▶ [WORK ORDER A] From the review of The Enclave, reproduce the text from "Zach chips in" to "for our times.", keeping every word and punctuation mark unchanged.
▶ [WORK ORDER B] Translate into Spanish the following sentence from the review of The Enclave: "In contrast to the Best Novel category, I found this a pretty easy selection to rank."

▶ [SUPPLIED PASSAGE]
In contrast to the Best Novel category, I found this a pretty easy selection to rank.

With no hesitation, my top vote goes to The Enclave, by Anne Charnock. Second paragraph of third chapter:

Zach chips in with a single question: did I see any stalls selling figs? I’m not surprised by his question. He told me one time that his family had fig trees, but when I asked how many, he didn’t know. It’s possible his family owned an entire fig farm. Or, just as likely, Mikey remembered a small garden at his family home –two or three fig trees planted for shade as well as fruit. I felt sad that he remembered so little. I explain to Zach, that I didn’t have time to look around the fruit stalls, but there must be figs somewhere, and I’ll try to buy some at tomorrow’s market if Ma Lexie lets me.

A very nicely done, sad story about migration, exploitation and growing up in a flawed near future England. A story for our times.

▶ [EXCERPTED RECORDS]
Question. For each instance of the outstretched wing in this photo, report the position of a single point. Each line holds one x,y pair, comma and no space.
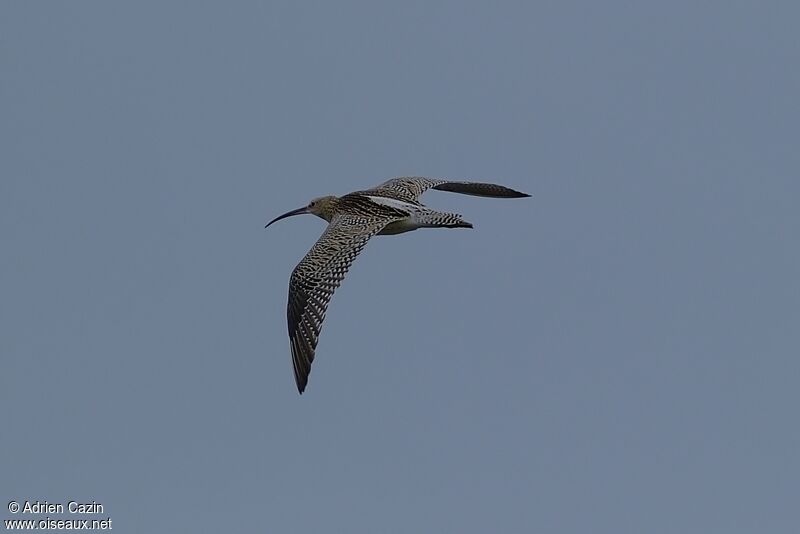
317,276
410,188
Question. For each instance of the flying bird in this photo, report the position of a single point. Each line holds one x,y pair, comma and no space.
392,207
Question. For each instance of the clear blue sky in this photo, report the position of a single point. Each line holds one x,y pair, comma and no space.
617,354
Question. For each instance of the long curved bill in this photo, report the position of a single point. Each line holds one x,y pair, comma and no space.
298,211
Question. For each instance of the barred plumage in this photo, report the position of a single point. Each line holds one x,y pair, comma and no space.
390,208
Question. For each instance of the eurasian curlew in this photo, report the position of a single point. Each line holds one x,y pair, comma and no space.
393,207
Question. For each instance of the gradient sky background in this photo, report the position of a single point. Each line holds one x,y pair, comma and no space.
618,353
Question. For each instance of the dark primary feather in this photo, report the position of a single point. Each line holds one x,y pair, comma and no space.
410,188
317,276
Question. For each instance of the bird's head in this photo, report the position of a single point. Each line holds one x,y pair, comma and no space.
323,207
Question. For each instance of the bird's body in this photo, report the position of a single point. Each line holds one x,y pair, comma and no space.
393,207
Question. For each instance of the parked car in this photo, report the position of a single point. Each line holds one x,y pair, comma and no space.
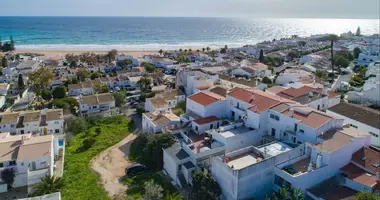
135,169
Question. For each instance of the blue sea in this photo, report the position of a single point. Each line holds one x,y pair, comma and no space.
151,33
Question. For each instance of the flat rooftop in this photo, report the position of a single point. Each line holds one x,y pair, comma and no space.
234,132
275,149
244,160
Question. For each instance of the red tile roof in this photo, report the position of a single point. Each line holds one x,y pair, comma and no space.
206,120
261,100
296,92
359,175
206,98
372,158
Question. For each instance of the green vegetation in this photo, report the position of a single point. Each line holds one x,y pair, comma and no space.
8,176
48,185
76,125
366,196
147,149
180,108
79,180
204,187
59,92
120,98
286,193
357,51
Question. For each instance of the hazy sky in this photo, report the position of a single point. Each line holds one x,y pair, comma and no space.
194,8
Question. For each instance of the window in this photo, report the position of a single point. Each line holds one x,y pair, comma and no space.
273,132
275,117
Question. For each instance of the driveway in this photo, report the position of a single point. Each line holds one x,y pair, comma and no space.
111,164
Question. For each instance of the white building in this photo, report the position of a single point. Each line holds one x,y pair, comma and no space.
32,122
322,160
85,88
30,157
164,101
361,117
96,104
157,122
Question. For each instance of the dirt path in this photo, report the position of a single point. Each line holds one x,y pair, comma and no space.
111,164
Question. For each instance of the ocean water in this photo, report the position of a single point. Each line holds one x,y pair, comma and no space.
151,33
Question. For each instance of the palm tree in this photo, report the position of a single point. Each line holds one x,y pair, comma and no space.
333,38
48,185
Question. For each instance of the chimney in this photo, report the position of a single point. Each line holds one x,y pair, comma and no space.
291,112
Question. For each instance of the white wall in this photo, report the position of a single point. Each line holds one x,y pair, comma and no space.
364,127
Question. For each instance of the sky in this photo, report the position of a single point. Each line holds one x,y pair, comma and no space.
195,8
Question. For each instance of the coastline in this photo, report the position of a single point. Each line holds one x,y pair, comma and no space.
60,53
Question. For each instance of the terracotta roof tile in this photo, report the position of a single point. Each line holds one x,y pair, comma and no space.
206,98
372,158
206,120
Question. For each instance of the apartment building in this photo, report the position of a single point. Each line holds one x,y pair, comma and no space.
30,157
42,122
96,104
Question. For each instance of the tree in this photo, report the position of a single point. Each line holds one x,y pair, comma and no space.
267,80
152,190
4,62
366,196
95,75
144,83
49,184
76,125
152,150
261,57
20,82
8,176
59,92
205,187
112,55
357,51
82,74
41,77
120,98
332,38
358,32
286,193
341,61
46,95
12,44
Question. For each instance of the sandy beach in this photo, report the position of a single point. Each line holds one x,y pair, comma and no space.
60,54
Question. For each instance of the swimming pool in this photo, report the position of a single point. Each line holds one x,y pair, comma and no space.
60,143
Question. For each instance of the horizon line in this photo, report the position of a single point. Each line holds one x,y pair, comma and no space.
231,17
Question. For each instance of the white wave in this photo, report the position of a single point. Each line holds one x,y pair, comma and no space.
131,47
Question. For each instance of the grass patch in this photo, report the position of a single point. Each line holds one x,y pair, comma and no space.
136,184
80,181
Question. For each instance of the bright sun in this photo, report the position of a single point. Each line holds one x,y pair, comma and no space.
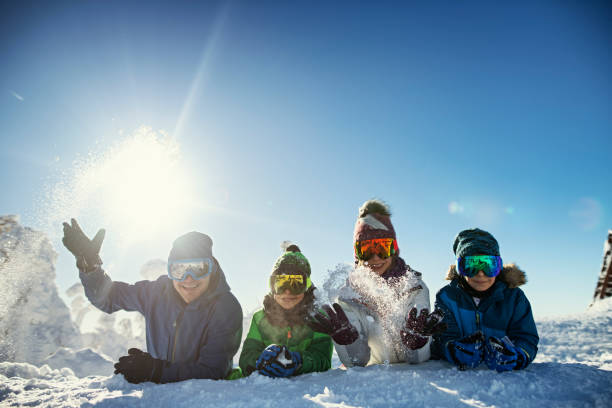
140,186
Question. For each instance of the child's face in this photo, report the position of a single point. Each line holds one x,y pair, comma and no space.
377,265
287,300
480,281
191,289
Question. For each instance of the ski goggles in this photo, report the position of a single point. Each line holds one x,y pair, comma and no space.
383,247
196,268
296,284
469,266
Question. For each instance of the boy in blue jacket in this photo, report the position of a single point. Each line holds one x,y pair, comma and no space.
193,321
488,317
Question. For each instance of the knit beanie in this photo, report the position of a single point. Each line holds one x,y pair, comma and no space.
374,221
192,245
291,262
475,242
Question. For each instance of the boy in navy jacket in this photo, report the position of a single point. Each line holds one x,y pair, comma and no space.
488,317
193,321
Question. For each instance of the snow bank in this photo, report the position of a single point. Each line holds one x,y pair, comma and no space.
83,362
571,370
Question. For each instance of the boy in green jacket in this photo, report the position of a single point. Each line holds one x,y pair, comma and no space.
280,343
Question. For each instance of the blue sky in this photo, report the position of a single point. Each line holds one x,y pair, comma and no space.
288,115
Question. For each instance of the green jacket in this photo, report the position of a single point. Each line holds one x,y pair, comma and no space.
315,348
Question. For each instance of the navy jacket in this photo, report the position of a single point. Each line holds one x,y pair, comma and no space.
506,312
197,339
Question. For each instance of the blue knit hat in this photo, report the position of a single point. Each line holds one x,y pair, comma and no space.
475,242
192,245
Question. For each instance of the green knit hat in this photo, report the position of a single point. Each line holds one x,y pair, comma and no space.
291,262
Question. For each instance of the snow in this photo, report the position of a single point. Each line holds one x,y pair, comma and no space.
573,367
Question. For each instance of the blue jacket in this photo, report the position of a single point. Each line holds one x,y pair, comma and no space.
196,339
506,312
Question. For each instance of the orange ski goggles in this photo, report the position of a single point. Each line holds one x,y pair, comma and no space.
383,247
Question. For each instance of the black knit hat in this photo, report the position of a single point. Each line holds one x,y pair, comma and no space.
192,245
475,242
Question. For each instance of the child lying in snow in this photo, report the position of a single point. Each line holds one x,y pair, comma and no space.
280,343
488,317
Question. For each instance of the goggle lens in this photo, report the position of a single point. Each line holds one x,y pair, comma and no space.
469,266
383,247
196,268
296,284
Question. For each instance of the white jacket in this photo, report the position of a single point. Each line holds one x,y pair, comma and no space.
378,311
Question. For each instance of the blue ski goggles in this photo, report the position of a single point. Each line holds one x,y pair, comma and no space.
196,268
469,266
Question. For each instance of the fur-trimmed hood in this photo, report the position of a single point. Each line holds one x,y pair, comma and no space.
511,274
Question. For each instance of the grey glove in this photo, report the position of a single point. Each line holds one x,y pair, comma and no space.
85,250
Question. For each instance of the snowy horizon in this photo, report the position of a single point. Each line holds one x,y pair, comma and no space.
573,367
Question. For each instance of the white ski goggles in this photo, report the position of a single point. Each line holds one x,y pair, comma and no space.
196,268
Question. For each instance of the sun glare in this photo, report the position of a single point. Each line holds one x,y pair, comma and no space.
139,186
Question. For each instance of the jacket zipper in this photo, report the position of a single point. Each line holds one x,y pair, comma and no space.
176,325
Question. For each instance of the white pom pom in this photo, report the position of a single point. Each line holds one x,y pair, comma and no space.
285,244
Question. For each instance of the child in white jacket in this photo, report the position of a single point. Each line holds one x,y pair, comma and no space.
382,313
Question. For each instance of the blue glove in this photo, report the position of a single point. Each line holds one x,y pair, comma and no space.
466,352
278,361
502,355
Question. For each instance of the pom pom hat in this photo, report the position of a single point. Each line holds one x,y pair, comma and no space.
291,262
374,221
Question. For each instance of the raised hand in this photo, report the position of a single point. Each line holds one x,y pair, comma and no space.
467,352
278,361
86,251
139,366
334,323
502,355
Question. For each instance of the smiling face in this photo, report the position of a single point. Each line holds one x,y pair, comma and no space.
377,265
287,300
480,281
191,289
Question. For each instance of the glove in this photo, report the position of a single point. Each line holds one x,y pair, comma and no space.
466,352
85,250
139,366
278,361
335,324
417,330
502,355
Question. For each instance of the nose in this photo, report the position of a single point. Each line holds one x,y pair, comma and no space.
374,258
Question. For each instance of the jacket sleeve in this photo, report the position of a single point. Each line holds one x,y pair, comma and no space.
420,301
317,357
109,296
218,347
522,329
252,348
357,353
452,332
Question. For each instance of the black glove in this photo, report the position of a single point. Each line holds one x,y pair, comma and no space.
85,250
139,366
467,352
278,361
336,324
418,329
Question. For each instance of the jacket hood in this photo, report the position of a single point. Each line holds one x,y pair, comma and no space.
511,275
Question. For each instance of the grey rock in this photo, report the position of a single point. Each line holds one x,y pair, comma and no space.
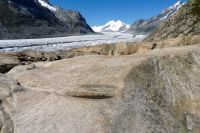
183,23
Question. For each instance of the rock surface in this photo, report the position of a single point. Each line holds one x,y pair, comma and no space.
183,23
154,92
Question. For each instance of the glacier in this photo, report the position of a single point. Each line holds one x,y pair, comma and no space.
67,43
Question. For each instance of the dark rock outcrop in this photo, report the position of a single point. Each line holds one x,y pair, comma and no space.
185,22
31,19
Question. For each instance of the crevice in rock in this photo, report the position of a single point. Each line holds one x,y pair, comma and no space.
92,96
6,68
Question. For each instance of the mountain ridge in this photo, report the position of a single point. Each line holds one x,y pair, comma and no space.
147,26
112,26
21,19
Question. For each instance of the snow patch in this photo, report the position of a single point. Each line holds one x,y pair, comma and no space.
112,26
44,4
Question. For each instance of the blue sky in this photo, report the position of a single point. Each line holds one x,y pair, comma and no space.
98,12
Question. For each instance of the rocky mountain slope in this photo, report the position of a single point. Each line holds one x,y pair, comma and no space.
112,26
153,92
38,19
185,22
145,27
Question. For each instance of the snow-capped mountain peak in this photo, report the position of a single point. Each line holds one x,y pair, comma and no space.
171,10
112,26
47,5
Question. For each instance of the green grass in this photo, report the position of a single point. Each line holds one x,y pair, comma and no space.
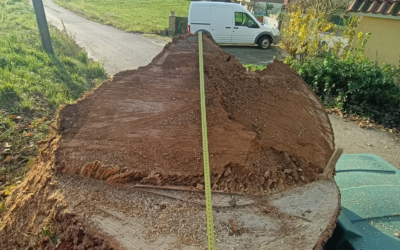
34,84
129,15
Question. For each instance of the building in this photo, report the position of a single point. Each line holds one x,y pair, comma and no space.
382,19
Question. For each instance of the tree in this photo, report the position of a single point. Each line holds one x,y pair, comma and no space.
301,32
328,7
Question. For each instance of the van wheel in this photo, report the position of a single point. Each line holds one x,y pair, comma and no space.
264,42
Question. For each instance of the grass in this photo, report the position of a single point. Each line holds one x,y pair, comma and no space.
129,15
33,85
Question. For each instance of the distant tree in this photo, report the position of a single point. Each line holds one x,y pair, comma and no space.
301,32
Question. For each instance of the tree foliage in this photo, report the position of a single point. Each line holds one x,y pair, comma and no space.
301,32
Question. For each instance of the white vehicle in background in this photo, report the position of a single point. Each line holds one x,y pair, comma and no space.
230,23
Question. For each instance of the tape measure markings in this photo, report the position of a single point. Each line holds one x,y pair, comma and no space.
210,222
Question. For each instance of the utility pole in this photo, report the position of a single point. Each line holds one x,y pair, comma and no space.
42,26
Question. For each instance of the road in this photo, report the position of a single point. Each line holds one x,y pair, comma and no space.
119,50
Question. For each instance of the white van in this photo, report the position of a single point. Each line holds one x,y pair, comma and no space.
230,23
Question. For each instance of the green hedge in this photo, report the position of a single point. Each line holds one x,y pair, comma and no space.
360,87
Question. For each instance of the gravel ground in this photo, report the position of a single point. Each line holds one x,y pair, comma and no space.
355,140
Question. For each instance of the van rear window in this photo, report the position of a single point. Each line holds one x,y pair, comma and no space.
243,19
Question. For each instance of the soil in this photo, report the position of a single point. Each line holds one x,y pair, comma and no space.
267,132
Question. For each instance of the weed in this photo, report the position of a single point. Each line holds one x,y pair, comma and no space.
34,84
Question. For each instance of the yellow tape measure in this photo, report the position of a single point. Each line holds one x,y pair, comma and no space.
210,223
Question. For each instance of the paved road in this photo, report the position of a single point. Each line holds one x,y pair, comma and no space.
120,50
117,49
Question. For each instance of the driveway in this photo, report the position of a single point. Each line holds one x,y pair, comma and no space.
119,50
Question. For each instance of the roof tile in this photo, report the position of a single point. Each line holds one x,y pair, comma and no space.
384,7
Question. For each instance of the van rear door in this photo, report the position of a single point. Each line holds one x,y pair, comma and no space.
222,23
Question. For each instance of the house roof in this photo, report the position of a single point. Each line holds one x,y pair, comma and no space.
384,7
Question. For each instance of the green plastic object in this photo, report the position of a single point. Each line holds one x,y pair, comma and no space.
370,202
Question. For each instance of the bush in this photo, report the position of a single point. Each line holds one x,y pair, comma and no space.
357,86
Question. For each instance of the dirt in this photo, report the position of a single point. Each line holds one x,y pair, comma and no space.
267,133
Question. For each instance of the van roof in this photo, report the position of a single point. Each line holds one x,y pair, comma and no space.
213,3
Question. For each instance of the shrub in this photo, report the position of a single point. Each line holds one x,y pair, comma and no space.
354,85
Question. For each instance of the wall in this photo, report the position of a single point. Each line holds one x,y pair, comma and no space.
384,44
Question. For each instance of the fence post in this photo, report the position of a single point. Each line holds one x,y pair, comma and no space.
172,19
42,26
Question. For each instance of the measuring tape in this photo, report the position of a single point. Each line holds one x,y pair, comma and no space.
210,223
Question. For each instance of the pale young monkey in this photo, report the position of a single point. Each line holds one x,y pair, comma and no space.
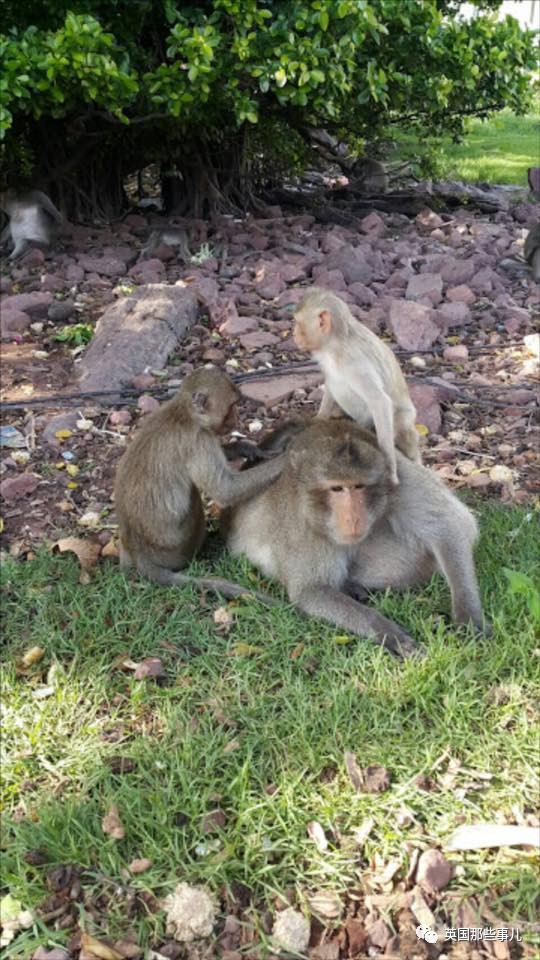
361,373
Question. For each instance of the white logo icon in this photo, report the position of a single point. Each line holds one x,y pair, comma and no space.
423,932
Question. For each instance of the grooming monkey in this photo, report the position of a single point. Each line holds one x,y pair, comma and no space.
361,373
174,455
33,220
332,525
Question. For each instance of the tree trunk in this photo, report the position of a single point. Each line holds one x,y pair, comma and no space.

▶ [TASK OUTPUT A]
Zach chips in with a single question: did I see any stalls selling figs? I’m not surprised by his question. He told me one time that his family had fig trees, but when I asked how many, he didn’t know. It’s possible his family owned an entire fig farm. Or, just as likely, Mikey remembered a small garden at his family home –two or three fig trees planted for shade as well as fruit. I felt sad that he remembered so little. I explain to Zach, that I didn’t have time to look around the fruit stalls, but there must be figs somewhere, and I’ll try to buy some at tomorrow’s market if Ma Lexie lets me.

A very nicely done, sad story about migration, exploitation and growing up in a flawed near future England. A story for our times.

▶ [TASK OUTPUT B] A diferencia de la categoría de Mejor Novela, esta me resultó una selección bastante fácil de clasificar.